— Exercise aim —
Where a line of the records holds the string "below", copy that line.

Image-grounded pointing data
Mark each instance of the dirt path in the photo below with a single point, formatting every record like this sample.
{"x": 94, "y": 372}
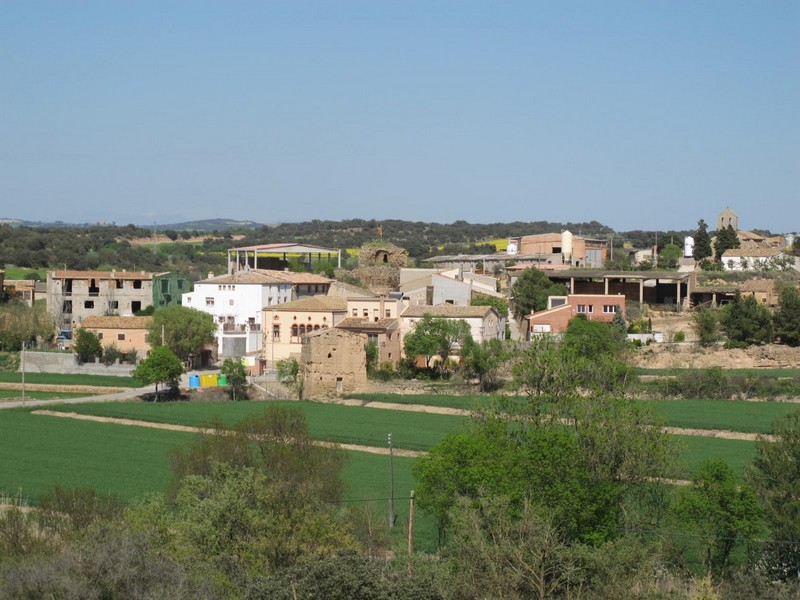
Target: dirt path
{"x": 54, "y": 387}
{"x": 187, "y": 429}
{"x": 444, "y": 410}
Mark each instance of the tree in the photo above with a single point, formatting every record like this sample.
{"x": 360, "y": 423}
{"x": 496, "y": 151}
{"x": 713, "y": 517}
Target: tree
{"x": 702, "y": 242}
{"x": 721, "y": 508}
{"x": 435, "y": 336}
{"x": 531, "y": 290}
{"x": 290, "y": 373}
{"x": 705, "y": 322}
{"x": 161, "y": 367}
{"x": 484, "y": 361}
{"x": 87, "y": 345}
{"x": 186, "y": 330}
{"x": 669, "y": 256}
{"x": 746, "y": 322}
{"x": 786, "y": 319}
{"x": 727, "y": 239}
{"x": 776, "y": 477}
{"x": 236, "y": 375}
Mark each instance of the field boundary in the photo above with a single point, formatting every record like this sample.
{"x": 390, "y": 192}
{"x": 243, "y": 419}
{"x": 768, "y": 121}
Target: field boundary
{"x": 187, "y": 429}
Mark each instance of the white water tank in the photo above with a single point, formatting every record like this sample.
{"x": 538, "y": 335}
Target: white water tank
{"x": 566, "y": 246}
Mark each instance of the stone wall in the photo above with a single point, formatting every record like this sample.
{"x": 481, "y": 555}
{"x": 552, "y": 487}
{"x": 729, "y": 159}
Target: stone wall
{"x": 65, "y": 363}
{"x": 334, "y": 363}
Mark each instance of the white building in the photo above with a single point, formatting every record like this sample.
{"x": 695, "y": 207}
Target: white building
{"x": 484, "y": 321}
{"x": 236, "y": 302}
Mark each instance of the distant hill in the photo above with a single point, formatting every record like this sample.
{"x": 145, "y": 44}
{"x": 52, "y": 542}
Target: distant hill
{"x": 199, "y": 225}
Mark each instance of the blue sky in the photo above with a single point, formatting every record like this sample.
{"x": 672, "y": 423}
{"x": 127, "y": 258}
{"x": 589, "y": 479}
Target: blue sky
{"x": 641, "y": 115}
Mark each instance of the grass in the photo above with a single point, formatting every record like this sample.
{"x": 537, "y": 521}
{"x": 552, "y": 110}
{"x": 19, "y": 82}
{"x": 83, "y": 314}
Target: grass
{"x": 59, "y": 379}
{"x": 731, "y": 415}
{"x": 694, "y": 450}
{"x": 130, "y": 462}
{"x": 17, "y": 395}
{"x": 330, "y": 422}
{"x": 40, "y": 452}
{"x": 18, "y": 273}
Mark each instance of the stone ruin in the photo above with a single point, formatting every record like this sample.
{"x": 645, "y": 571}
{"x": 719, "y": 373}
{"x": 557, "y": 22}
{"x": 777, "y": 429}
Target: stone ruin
{"x": 379, "y": 265}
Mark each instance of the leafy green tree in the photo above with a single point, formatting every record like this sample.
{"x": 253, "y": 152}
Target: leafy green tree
{"x": 186, "y": 330}
{"x": 786, "y": 319}
{"x": 161, "y": 368}
{"x": 705, "y": 322}
{"x": 290, "y": 373}
{"x": 702, "y": 242}
{"x": 721, "y": 508}
{"x": 236, "y": 375}
{"x": 531, "y": 291}
{"x": 87, "y": 345}
{"x": 746, "y": 322}
{"x": 495, "y": 556}
{"x": 669, "y": 256}
{"x": 22, "y": 323}
{"x": 727, "y": 239}
{"x": 435, "y": 336}
{"x": 776, "y": 477}
{"x": 484, "y": 361}
{"x": 373, "y": 356}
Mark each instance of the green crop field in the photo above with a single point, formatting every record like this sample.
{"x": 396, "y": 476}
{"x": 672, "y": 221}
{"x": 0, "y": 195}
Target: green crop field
{"x": 331, "y": 422}
{"x": 40, "y": 452}
{"x": 731, "y": 415}
{"x": 17, "y": 273}
{"x": 694, "y": 450}
{"x": 59, "y": 379}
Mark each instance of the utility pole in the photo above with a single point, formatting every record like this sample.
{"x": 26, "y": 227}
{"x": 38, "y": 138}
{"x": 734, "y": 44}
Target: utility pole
{"x": 411, "y": 526}
{"x": 391, "y": 483}
{"x": 23, "y": 373}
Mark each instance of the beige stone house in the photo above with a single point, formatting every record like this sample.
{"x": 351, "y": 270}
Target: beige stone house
{"x": 333, "y": 362}
{"x": 286, "y": 324}
{"x": 124, "y": 333}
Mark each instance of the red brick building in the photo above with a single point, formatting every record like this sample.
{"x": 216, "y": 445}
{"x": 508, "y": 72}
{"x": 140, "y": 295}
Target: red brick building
{"x": 595, "y": 307}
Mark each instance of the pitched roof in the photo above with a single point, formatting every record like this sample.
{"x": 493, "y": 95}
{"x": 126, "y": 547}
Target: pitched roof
{"x": 361, "y": 323}
{"x": 243, "y": 277}
{"x": 452, "y": 311}
{"x": 294, "y": 278}
{"x": 312, "y": 303}
{"x": 100, "y": 274}
{"x": 748, "y": 252}
{"x": 112, "y": 322}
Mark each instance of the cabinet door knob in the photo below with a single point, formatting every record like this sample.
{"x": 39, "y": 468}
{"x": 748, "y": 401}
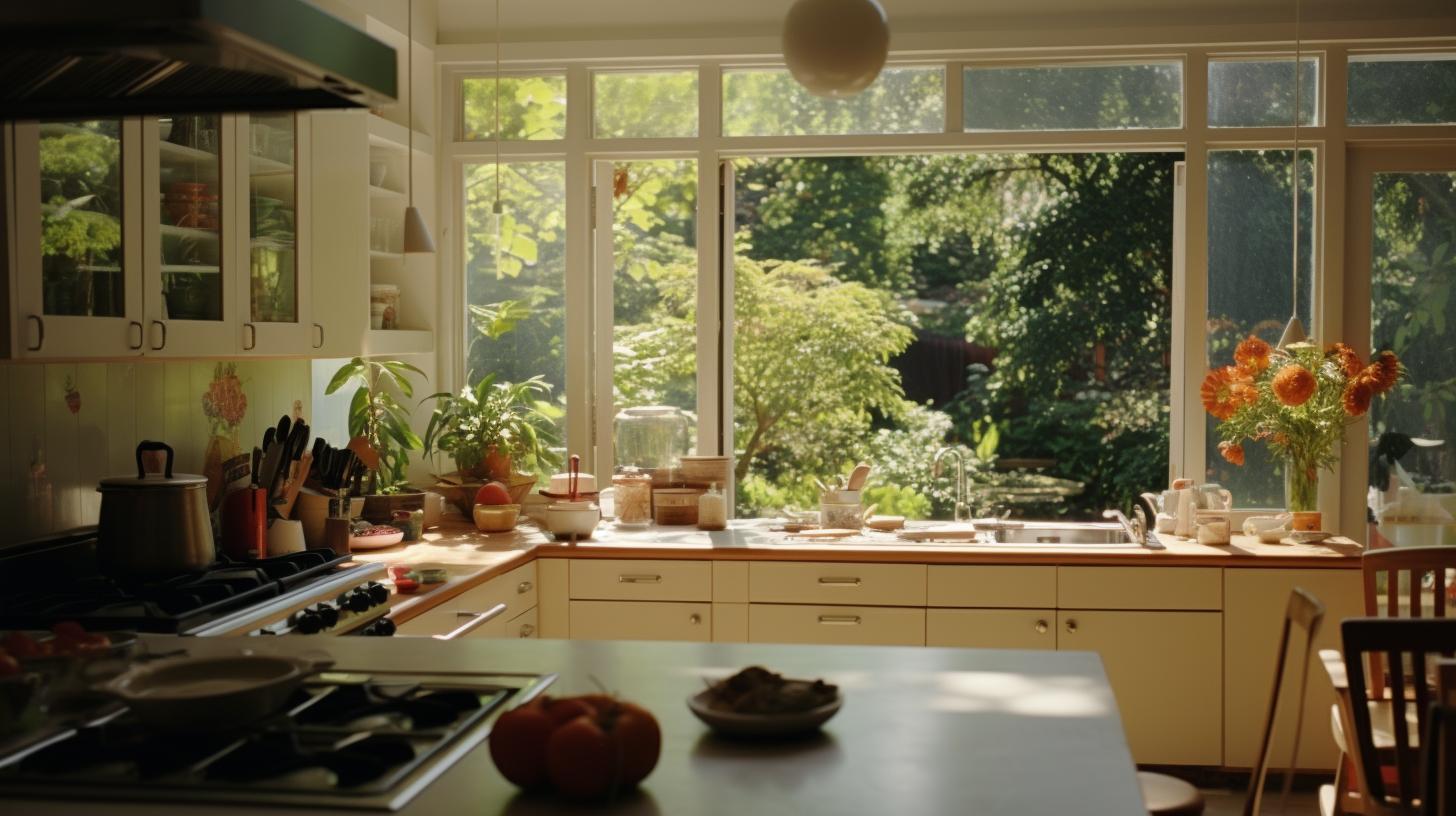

— Your response —
Mark each instance of the dirt path in the photo below with a single point, formatting every record like this sample.
Mark each instance of the cabinet door knob in the photo below with a single point, formatting every record like this sample.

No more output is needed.